◆ **Exercise details**
Without the pictures, repeat all of the data exactly as it appears below.

◆ **Records for the exercise**
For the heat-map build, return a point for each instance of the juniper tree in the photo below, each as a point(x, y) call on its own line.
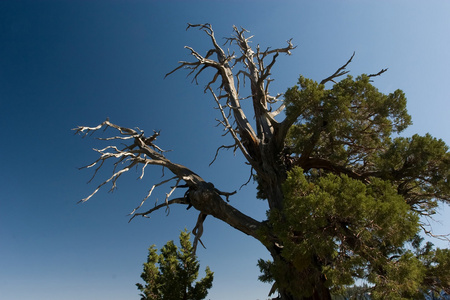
point(171, 274)
point(344, 193)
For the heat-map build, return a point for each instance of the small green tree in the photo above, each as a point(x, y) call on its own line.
point(171, 274)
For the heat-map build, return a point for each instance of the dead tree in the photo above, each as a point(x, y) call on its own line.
point(262, 144)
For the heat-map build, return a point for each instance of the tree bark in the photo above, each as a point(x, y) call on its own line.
point(262, 147)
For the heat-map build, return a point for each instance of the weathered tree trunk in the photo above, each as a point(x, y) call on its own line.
point(262, 148)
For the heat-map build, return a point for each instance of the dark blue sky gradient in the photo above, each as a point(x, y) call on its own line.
point(69, 63)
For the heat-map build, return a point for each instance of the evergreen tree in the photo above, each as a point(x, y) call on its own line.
point(171, 274)
point(344, 192)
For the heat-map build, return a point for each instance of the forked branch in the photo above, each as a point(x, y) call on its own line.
point(141, 152)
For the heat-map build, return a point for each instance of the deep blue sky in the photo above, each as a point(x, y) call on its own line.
point(69, 63)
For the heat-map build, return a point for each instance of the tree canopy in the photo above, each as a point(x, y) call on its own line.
point(346, 194)
point(171, 274)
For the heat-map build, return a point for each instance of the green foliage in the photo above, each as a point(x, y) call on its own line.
point(353, 200)
point(171, 274)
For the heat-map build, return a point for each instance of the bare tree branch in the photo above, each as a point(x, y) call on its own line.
point(339, 72)
point(142, 152)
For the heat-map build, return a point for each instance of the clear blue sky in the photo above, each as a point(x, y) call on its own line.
point(69, 63)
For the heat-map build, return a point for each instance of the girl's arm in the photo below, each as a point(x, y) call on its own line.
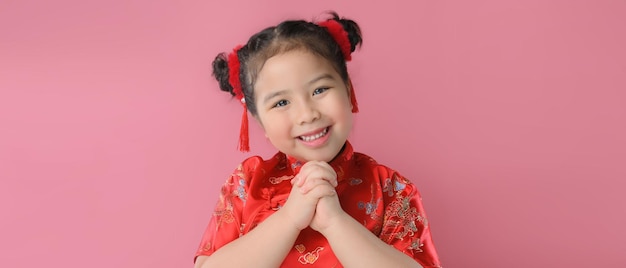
point(266, 245)
point(353, 244)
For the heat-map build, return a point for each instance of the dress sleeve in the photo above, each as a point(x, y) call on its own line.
point(224, 225)
point(405, 225)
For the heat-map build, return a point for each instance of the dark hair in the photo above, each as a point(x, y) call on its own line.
point(286, 36)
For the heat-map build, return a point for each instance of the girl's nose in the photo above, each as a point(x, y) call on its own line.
point(308, 113)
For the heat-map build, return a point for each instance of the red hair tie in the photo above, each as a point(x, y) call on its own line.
point(336, 30)
point(234, 69)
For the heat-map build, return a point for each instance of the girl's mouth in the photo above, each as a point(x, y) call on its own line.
point(315, 136)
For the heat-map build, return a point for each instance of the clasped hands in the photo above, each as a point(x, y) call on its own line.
point(313, 200)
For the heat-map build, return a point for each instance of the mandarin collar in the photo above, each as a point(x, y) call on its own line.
point(338, 163)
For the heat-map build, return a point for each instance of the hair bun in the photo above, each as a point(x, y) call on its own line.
point(220, 72)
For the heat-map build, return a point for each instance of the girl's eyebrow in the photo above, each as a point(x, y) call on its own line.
point(321, 77)
point(274, 94)
point(284, 92)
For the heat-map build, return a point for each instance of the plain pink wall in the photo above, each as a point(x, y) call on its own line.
point(509, 115)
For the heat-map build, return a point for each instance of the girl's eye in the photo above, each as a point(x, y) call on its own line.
point(280, 103)
point(320, 90)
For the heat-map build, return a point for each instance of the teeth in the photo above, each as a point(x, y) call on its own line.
point(314, 137)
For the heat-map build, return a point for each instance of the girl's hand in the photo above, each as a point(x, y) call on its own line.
point(314, 173)
point(300, 208)
point(327, 211)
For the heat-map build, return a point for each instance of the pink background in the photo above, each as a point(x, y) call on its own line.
point(509, 115)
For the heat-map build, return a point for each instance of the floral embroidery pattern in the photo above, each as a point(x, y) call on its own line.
point(416, 245)
point(309, 257)
point(405, 217)
point(355, 181)
point(371, 206)
point(277, 180)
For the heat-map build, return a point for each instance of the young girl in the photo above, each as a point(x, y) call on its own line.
point(316, 203)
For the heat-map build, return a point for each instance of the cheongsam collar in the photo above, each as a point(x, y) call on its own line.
point(339, 163)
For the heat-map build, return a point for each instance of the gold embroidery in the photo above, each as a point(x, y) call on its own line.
point(310, 257)
point(277, 180)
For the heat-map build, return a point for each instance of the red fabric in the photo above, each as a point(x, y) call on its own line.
point(234, 69)
point(385, 202)
point(340, 35)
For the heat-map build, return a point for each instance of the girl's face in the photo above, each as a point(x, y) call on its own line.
point(303, 106)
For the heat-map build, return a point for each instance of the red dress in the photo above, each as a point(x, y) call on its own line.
point(386, 203)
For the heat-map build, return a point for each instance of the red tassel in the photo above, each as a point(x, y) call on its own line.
point(355, 105)
point(244, 139)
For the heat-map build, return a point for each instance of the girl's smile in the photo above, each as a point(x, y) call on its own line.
point(303, 105)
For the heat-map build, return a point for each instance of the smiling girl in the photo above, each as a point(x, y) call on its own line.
point(316, 203)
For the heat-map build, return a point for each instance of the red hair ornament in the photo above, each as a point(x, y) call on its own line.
point(336, 30)
point(339, 34)
point(234, 67)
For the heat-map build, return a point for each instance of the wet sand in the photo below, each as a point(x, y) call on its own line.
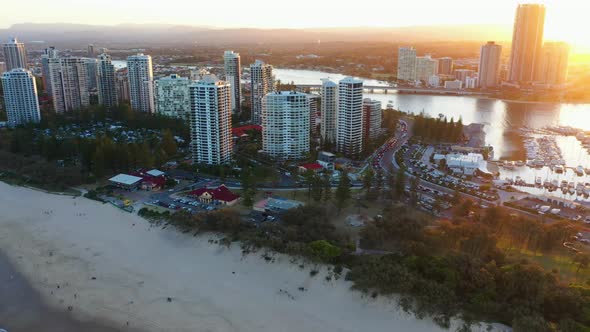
point(23, 310)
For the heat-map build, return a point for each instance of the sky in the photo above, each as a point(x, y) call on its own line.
point(566, 19)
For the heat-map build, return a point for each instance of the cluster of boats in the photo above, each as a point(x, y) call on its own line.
point(543, 151)
point(585, 140)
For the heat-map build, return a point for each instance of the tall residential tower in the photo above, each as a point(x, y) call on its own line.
point(211, 139)
point(141, 89)
point(349, 130)
point(261, 84)
point(173, 97)
point(20, 97)
point(329, 111)
point(69, 84)
point(233, 75)
point(285, 125)
point(527, 42)
point(107, 86)
point(489, 65)
point(406, 64)
point(15, 54)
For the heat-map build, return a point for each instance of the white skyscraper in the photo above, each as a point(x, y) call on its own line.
point(69, 84)
point(425, 67)
point(211, 139)
point(527, 42)
point(406, 64)
point(91, 53)
point(554, 64)
point(489, 65)
point(92, 72)
point(445, 66)
point(349, 130)
point(141, 89)
point(48, 53)
point(20, 97)
point(122, 84)
point(233, 74)
point(15, 54)
point(261, 84)
point(173, 96)
point(107, 86)
point(285, 125)
point(371, 118)
point(329, 110)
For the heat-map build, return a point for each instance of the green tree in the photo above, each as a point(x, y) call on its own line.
point(368, 177)
point(414, 191)
point(400, 184)
point(98, 163)
point(342, 191)
point(169, 143)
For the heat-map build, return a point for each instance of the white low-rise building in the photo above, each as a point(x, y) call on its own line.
point(454, 85)
point(464, 163)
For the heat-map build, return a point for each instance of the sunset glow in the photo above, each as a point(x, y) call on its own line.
point(564, 21)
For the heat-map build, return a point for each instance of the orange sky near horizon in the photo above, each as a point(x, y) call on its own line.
point(565, 18)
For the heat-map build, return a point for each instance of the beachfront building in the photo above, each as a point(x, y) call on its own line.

◆ **Solution**
For the heat-map build, return a point for each instance of the juniper tree in the photo below, each as a point(x, y) call on its own line.
point(171, 274)
point(344, 193)
For the heat-map build, return a point for each instance of the small green tree in the photo above, each as a point(x, y) call on its own line.
point(171, 274)
For the heat-map build, return a point for each instance of the dead tree in the photo above, each as a point(x, y) call on its own line.
point(262, 144)
For the heat-map build, return a point for each instance of the tree bark in the photo above, each as a point(x, y) call on its own line.
point(262, 147)
For the heat-map build, return a point for each instance of the weathered tree trunk in the photo above, each as a point(x, y) call on its own line.
point(262, 148)
For the heat-map build, return a point for each instance of the dark blue sky gradient in the photo above, each as a point(x, y) call on its own line.
point(69, 63)
For the heat-map build, return a point for each instance of the evergreen tree in the photo above, each as a point(x, y) call on its own line.
point(171, 274)
point(344, 192)
For the heat-map build, return a point for each instance of the forked branch in the photo above, each as a point(x, y) call on its own line.
point(141, 152)
For the heat-map build, return a point for each instance of the deep blue sky in the photo above, each as a point(x, y) call on its own line.
point(69, 63)
For the heat-map build, return a point for each instance of the tree canopy in the photo above, each as a point(x, y) call on its own line.
point(346, 194)
point(171, 274)
For the heat-map build, return a point for each instance of the green foliage in the photo above, each as a point(x, y) call on its own line.
point(353, 200)
point(171, 274)
For the heat-map build, return a point for each instance of the bare tree branch in the photo above, each as a point(x, y) call on its own line.
point(339, 72)
point(142, 152)
For the heat-map build, return a point for each instance of the clear blue sky in the photo above, each as a point(x, y) call on its own line.
point(69, 63)
For the heat-map build, return a point for each instance of the girl's arm in the photo below, each as a point(x, y) call on its own line.
point(266, 245)
point(353, 244)
For the heat-map build, return a point for each instance of the dress sleeve in the photo above, each as a point(x, y) call on its own line.
point(224, 225)
point(405, 225)
For the heat-map build, return a point for each instance of the dark hair in the photo above, each as a point(x, y) call on its own line.
point(286, 36)
For the heat-map build, return a point for each instance of the girl's nose in the photo above, each as a point(x, y) call on its own line.
point(308, 113)
For the heat-map build, return a point for each instance of the red hair tie in the photo above, each as a point(x, y) call on its own line.
point(336, 30)
point(234, 69)
For the heat-map build, return a point for each instance of the girl's mouth in the photo above, each as a point(x, y) call on its own line.
point(315, 136)
For the heat-map build, return a point for each instance of the clasped hands in the photo above, each as a point(x, y) call on its own line.
point(313, 200)
For the heat-map build, return a point for each instance of the mandarin collar in the photo above, each as a point(x, y) call on its own line.
point(338, 163)
For the heat-map build, return a point for each instance of the hair bun in the photo above, each as a point(x, y) call on its own line.
point(220, 72)
For the heat-map build, return a point for each instance of the girl's eyebrow in the photo above, each as a point(x, y) call on its own line.
point(321, 77)
point(274, 94)
point(284, 92)
For the heat-map build, return a point for each instance of the plain pink wall in the photo above, each as a point(x, y) call on its own line.
point(509, 115)
For the heat-map build, return a point for each instance of the girl's eye in the photo above, each as a point(x, y) call on its own line.
point(280, 103)
point(320, 90)
For the heat-map build, return a point for each instance of the teeth in the photo above, each as a point(x, y) call on its own line.
point(314, 137)
For the heat-map build, return a point for each instance of the girl's hand in the photo above, each as a point(x, y) call on its own line.
point(314, 173)
point(300, 208)
point(327, 211)
For the heat-map build, return a point for each instance of the pink background in the photo above, each as a point(x, y) call on its own line.
point(509, 115)
For the heat-map build, return a point for each instance of the floral embroidery pattern in the photo above, each as a point(x, y) call on its own line.
point(416, 245)
point(309, 257)
point(405, 217)
point(355, 181)
point(371, 206)
point(277, 180)
For the heat-map build, return a point for each instance of the young girl in the photo above, each as a point(x, y) call on its own line.
point(316, 203)
For the heat-map build, return a point for each instance of the cheongsam collar in the photo above, each as a point(x, y) call on its own line.
point(339, 163)
For the heat-map build, return a point for each instance of the gold embroidery in the photo above, each as a point(x, y) call on its own line.
point(310, 257)
point(277, 180)
For the heat-map build, return a point for each instance of the red fabric in the photo above, each as a point(x, y) call on its own line.
point(234, 69)
point(385, 202)
point(340, 35)
For the heat-map build, return a point for each instance of the girl's face in the photo above, each as a point(x, y) call on its own line.
point(303, 106)
For the heat-map build, return a point for each instance of the red dress in the photo above, each as a point(x, y) call on its own line.
point(386, 203)
For the heat-map build, return a point for each instance of the red tassel in the photo above, each as a point(x, y) call on its own line.
point(355, 105)
point(244, 139)
For the heat-map build, return a point for each instance of the girl's smile in the photo above, each as a point(x, y) call on its own line.
point(303, 105)
For the heat-map build, return a point for each instance of the smiling girl in the photo above, each as a point(x, y) call on its own line.
point(316, 203)
For the heat-map build, return a point for each instance of the red hair ornament in the photo above, each as a point(x, y) call on its own line.
point(336, 30)
point(339, 34)
point(234, 67)
For the heat-map build, return a point for each instance of the wet sand in the photo below, each as a point(x, y) call on its own line.
point(23, 310)
For the heat-map build, return a point for each instance of the sky in the photo above, each as a point(x, y) call on its own line.
point(566, 19)
For the heat-map build, return a point for each instance of the cluster of boats in the photo above, each as a point(x, y) call on its own line.
point(543, 151)
point(585, 140)
For the heat-map build, return a point for each instance of the tall residential tower in the photo above, each as a point(x, y) call on its own line.
point(211, 139)
point(141, 89)
point(349, 130)
point(261, 84)
point(173, 97)
point(20, 97)
point(329, 111)
point(69, 84)
point(233, 75)
point(285, 125)
point(527, 42)
point(107, 86)
point(489, 65)
point(406, 64)
point(15, 54)
For the heat-map build, return a point for each instance of the white skyscraper in the photo above, each as a point(x, y) call on its own line.
point(69, 84)
point(425, 67)
point(211, 139)
point(527, 42)
point(406, 64)
point(91, 53)
point(554, 64)
point(489, 65)
point(92, 72)
point(445, 66)
point(349, 130)
point(141, 89)
point(48, 53)
point(20, 97)
point(122, 84)
point(233, 74)
point(15, 54)
point(261, 84)
point(173, 96)
point(107, 86)
point(285, 125)
point(371, 118)
point(329, 110)
For the heat-map build, return a point for each instance of the green tree in the photo above, each as a point(x, y) call on its own line.
point(368, 177)
point(414, 191)
point(400, 184)
point(98, 163)
point(342, 191)
point(169, 143)
For the heat-map build, return a point for each instance of the white low-rise building in the photo above, each as a point(x, y) call on its own line.
point(454, 85)
point(464, 163)
For the heat-map build, return a point for each instance of the sunset glow in the photo above, each as a point(x, y) call on its own line.
point(564, 21)
For the heat-map build, return a point for each instance of the orange sky near horizon in the photo above, each as a point(x, y) call on its own line.
point(565, 18)
For the heat-map build, return a point for each instance of the beachfront building in the photo above, each as a point(x, y) call on its own line.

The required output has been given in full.